Exercise objective
In the article below about Oncoprobe's cancer drug test, how many culture wells does the disposable bioassay unit contain?

Excerpt
· · · · · · ·

A test that predicts an individual cancer patient's response to different drugs is about to enter clinical trials, developers have announced. The chances of successful treatment will increase, they predict, while costs will decrease.  

Screening for anti-cancer drugs
Oncoprobe's device could see tailored treatment for every patient

© ONCOPROBE
The test is based on an electrochemical device developed by Oncoprobe, a spin-out company from the University of Manchester, UK. The device will detect the chemo-sensitivity of an individual patient's tumour to a range of anticancer drugs.  

With less than a 50 per cent success rate, dropping to around 20 per cent with some drugs, chemotherapy efficacy depends on a patient's genetic make-up, metabolism and any specific resistance of their cancer type. Many patients are therefore exposed to unnecessarily debilitating drug toxicity, and dangerous delays in effective treatment, which worsens their condition. 

The new device measures cell membrane electric potential. All cells generate a membrane potential thanks to their internal enzyme redox chemistry. Oncoprobe's ultra-sensitive electrochemical assay consists of a biosensor that detects and measures real-time in vitro changes to this cell membrane potential, thus indicating the effects of anticancer drugs on tumour cells.  

The technology evolved out of personal tragedy. University of Manchester scientist David Geary's wife died of cancer. Friend and colleague biochemist David Woolley told Geary that clinicians could not predict patient response to chemotherapy. As a corrosion scientist, Geary wondered whether electrochemistry could be used to predict which drugs would knock out cancer cells. Oncoprobe spun out from the University of Manchester in 1999 after a third scientist, Bob Eden, developed a working prototype.  

Oncoprobe developed a disposable bioassay unit in collaboration with Derbyshire-based instrument makers Uniscan Instruments. It comprises eight culture wells each containing three gold sensors positioned around a reference electrode. This arrangement allows simultaneous testing of a patient's biopsied tumour cells to determine how different drugs or drug combinations affect them.  

Oncoprobe scientists had previously shown that tumour cells attach to a gold electrode and produce an electrochemical open circuit potential (OCP) that undergoes reproducible changes when responding to anticancer drugs. This produces detectable changes in cell-membrane potential well before other morphological changes.  

The bioassay unit's success is due to the passiveness of the technique. 'We don't do anything to the cells,' said Oncoprobe chairman, Jim Bristow, 'simply take them as a biopsy, separate them from normal cells, and put them into the sensor to be measured.'  

After successful results on laboratory rats, Oncoprobe are about to start human trials.

· · · · · · ·

Data records
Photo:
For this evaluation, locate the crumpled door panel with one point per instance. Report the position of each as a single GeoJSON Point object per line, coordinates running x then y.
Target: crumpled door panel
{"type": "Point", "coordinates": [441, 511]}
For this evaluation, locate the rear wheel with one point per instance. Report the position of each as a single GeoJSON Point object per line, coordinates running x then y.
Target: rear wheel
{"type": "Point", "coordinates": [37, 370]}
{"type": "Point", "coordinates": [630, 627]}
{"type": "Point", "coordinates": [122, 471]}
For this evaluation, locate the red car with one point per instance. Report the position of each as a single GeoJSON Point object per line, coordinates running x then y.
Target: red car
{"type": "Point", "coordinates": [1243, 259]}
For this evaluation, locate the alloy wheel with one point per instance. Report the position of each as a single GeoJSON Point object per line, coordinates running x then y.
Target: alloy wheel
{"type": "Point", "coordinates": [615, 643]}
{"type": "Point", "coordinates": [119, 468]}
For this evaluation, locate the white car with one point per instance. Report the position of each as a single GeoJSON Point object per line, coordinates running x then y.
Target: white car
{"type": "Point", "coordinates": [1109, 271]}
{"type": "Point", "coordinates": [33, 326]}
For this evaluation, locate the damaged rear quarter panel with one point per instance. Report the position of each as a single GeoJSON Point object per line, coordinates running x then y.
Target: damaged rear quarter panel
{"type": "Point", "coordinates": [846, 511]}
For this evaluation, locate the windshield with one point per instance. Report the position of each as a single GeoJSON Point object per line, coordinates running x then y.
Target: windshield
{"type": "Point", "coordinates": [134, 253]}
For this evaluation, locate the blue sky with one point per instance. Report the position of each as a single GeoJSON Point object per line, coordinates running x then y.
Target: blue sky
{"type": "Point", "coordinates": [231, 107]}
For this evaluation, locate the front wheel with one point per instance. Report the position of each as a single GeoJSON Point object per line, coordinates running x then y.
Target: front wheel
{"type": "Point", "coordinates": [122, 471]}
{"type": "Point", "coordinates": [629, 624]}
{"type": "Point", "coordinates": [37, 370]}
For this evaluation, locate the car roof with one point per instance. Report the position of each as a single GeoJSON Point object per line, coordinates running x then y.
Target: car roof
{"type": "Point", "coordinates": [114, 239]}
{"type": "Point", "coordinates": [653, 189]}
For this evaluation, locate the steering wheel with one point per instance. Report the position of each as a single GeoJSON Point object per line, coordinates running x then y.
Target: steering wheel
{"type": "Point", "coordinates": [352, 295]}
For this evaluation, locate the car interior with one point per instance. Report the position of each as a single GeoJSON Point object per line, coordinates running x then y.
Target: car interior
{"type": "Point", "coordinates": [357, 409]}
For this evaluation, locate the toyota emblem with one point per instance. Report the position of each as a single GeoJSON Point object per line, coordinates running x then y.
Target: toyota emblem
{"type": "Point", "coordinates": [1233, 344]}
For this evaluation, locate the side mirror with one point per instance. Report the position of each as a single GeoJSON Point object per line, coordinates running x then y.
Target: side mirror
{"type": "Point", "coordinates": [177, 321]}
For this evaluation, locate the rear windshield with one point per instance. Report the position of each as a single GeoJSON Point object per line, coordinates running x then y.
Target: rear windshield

· · · · · · ·

Exercise result
Eight.